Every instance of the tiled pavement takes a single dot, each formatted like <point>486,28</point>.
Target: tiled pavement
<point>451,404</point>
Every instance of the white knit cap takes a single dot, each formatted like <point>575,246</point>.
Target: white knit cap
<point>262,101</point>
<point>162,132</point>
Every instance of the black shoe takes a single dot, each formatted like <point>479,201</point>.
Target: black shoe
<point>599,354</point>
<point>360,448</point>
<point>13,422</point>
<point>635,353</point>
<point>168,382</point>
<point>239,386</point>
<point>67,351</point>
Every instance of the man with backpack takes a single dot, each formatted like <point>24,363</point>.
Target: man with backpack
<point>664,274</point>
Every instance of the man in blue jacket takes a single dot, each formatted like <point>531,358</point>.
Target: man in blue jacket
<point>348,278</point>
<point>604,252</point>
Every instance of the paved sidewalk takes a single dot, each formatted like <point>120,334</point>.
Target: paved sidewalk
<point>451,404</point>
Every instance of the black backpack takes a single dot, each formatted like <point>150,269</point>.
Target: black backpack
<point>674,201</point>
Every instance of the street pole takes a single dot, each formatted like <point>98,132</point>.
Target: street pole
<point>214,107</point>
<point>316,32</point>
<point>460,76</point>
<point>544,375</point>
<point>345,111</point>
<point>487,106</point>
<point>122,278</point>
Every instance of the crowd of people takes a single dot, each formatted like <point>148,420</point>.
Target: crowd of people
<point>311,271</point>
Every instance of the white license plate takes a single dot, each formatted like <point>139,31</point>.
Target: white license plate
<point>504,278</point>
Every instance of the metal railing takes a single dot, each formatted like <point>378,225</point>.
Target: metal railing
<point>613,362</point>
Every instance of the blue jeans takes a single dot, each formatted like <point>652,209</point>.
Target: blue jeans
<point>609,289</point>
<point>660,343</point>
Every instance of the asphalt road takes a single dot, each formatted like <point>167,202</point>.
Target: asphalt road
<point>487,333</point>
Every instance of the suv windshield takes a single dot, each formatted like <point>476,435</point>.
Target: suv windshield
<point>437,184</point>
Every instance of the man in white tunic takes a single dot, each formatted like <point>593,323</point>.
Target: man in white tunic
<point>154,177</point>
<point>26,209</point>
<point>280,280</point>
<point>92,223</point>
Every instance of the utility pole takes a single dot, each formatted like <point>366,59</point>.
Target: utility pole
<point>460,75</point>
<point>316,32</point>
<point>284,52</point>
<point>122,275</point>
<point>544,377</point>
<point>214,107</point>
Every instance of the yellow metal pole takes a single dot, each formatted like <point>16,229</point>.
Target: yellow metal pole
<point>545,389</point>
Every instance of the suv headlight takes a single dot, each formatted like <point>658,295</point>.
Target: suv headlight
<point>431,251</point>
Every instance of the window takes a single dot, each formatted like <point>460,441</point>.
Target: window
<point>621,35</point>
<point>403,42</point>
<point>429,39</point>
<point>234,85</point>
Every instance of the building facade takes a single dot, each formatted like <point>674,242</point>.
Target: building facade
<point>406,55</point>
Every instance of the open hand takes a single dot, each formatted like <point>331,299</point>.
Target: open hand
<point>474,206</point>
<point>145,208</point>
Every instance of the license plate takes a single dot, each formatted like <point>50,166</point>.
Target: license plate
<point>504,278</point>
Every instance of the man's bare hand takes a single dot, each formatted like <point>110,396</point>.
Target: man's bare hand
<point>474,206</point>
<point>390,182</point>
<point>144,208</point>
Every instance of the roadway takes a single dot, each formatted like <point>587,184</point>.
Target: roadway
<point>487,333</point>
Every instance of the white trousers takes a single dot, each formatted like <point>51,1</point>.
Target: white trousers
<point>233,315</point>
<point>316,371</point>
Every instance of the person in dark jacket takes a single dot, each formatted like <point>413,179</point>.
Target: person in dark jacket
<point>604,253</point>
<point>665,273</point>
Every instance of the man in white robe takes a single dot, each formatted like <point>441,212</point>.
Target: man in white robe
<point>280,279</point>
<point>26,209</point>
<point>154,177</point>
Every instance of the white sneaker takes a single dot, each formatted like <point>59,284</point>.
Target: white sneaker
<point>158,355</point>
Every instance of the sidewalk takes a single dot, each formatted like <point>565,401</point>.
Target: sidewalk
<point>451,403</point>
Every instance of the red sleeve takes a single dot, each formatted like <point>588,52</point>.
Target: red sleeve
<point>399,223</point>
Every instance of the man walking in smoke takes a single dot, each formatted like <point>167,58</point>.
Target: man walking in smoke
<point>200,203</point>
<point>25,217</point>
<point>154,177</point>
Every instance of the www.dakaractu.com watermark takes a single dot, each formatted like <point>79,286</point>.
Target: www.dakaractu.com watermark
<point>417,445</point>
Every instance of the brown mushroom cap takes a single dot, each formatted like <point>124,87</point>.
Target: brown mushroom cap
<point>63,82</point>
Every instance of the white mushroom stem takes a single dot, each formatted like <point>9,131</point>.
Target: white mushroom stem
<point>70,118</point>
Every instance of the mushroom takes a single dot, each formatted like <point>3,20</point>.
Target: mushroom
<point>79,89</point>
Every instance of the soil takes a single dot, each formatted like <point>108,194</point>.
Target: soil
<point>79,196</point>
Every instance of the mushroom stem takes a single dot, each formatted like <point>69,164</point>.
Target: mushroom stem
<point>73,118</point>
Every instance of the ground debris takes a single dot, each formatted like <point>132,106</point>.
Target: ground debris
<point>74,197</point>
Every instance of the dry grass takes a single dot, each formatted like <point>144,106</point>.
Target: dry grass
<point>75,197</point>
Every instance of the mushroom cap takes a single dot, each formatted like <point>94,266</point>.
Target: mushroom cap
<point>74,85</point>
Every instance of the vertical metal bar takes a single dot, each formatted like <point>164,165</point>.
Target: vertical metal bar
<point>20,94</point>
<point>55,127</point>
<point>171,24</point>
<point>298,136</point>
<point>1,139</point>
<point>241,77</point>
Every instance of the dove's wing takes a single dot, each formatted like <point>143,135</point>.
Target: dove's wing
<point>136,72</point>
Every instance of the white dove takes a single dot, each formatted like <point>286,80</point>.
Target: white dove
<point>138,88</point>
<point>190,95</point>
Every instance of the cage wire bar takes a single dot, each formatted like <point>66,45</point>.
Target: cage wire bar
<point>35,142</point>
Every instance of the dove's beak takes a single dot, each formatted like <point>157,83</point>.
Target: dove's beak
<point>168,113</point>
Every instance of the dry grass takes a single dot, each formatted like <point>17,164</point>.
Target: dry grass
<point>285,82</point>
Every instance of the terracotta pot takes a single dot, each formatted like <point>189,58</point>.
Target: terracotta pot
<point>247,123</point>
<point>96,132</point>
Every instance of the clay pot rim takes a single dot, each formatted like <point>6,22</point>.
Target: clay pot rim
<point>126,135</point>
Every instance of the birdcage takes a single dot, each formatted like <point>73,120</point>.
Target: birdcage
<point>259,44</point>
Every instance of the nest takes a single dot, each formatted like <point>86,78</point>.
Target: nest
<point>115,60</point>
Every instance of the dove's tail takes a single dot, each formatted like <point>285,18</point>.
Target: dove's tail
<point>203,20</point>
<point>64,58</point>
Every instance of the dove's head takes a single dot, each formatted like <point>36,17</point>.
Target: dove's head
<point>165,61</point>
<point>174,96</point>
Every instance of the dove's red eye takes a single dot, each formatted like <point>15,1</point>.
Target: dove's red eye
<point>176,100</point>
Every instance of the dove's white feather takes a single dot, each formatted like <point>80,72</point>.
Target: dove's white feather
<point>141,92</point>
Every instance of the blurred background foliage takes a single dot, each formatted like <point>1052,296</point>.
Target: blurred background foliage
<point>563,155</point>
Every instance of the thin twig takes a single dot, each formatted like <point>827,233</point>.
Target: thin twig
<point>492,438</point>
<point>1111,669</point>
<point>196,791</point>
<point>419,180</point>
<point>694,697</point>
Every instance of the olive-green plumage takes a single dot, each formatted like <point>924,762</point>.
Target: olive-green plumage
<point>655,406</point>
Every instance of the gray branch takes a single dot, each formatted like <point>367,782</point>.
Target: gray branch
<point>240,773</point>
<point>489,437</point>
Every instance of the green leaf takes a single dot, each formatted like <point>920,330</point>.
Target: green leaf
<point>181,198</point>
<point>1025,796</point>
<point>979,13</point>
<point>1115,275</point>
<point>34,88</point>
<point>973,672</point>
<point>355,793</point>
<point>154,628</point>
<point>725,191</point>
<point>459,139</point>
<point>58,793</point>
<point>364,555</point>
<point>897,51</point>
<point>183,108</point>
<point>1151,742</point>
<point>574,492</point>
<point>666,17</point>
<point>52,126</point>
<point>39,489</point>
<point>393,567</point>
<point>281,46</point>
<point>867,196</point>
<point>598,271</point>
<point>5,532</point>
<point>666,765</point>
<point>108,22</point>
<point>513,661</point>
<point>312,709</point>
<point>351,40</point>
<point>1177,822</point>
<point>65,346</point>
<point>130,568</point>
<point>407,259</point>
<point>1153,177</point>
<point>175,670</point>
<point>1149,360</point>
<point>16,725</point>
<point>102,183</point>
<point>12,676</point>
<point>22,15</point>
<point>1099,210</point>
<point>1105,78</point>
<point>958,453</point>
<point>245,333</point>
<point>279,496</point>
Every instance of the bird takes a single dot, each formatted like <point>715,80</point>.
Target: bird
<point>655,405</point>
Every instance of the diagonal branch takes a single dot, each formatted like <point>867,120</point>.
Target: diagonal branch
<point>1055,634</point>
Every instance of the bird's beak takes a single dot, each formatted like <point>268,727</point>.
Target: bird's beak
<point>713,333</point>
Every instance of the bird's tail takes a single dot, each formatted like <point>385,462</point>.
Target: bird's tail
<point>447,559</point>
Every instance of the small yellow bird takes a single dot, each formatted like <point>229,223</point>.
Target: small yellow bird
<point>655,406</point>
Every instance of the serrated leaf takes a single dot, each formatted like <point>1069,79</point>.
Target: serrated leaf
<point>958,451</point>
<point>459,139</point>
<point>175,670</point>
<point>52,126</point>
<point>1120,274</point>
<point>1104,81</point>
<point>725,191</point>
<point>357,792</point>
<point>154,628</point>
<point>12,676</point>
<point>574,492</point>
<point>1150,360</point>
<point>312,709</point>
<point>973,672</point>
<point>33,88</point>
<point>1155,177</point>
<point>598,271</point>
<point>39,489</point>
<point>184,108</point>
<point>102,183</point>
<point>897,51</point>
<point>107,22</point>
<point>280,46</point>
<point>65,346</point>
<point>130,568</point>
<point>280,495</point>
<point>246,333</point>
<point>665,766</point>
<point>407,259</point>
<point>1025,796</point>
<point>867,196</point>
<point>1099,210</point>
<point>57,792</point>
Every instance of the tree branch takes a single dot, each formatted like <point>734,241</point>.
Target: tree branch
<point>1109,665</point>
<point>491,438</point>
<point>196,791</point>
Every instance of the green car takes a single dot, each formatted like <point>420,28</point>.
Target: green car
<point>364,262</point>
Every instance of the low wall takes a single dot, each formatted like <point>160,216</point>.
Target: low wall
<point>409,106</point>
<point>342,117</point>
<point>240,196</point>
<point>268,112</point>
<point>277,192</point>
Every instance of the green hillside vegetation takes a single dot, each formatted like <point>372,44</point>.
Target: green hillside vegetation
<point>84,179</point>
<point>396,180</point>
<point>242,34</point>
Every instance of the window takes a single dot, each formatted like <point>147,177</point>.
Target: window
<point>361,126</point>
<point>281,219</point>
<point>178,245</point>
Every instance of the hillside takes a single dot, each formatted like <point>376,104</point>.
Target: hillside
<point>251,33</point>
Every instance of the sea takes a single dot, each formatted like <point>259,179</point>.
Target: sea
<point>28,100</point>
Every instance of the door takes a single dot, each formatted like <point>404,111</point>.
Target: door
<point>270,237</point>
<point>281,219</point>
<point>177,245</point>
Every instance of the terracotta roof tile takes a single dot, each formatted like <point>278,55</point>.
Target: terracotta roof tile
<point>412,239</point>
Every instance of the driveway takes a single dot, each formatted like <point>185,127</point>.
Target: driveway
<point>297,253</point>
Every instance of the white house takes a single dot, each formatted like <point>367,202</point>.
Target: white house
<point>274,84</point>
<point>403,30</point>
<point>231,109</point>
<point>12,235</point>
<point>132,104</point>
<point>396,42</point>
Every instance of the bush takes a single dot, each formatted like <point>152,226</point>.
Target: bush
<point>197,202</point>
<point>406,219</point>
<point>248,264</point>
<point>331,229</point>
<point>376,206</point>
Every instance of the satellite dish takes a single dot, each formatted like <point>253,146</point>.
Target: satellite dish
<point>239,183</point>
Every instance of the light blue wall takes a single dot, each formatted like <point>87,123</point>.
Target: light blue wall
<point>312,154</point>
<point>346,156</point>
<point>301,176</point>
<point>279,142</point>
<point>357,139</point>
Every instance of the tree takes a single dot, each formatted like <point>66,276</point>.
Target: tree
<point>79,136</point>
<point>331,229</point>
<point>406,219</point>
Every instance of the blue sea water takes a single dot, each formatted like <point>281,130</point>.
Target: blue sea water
####
# AIM OF THE TASK:
Please rewrite the stretch of rows from the start through the line containing "<point>664,274</point>", changing "black shoe" to "dark shoe" and leaving everything else as it is.

# WORKED ANSWER:
Every instance of the tiled pavement takes a single dot, each formatted like <point>486,28</point>.
Target: tiled pavement
<point>451,404</point>
Every instance of the white knit cap takes a single dot, each formatted like <point>575,246</point>.
Target: white knit cap
<point>262,101</point>
<point>162,132</point>
Every instance of the dark shoe takes a single dot, each formatted like <point>479,201</point>.
Target: dark shoe
<point>599,354</point>
<point>360,448</point>
<point>13,422</point>
<point>635,353</point>
<point>168,382</point>
<point>239,386</point>
<point>67,351</point>
Every instance of the man with backpack takes a single dot, each formatted like <point>24,363</point>.
Target: man with backpack
<point>664,274</point>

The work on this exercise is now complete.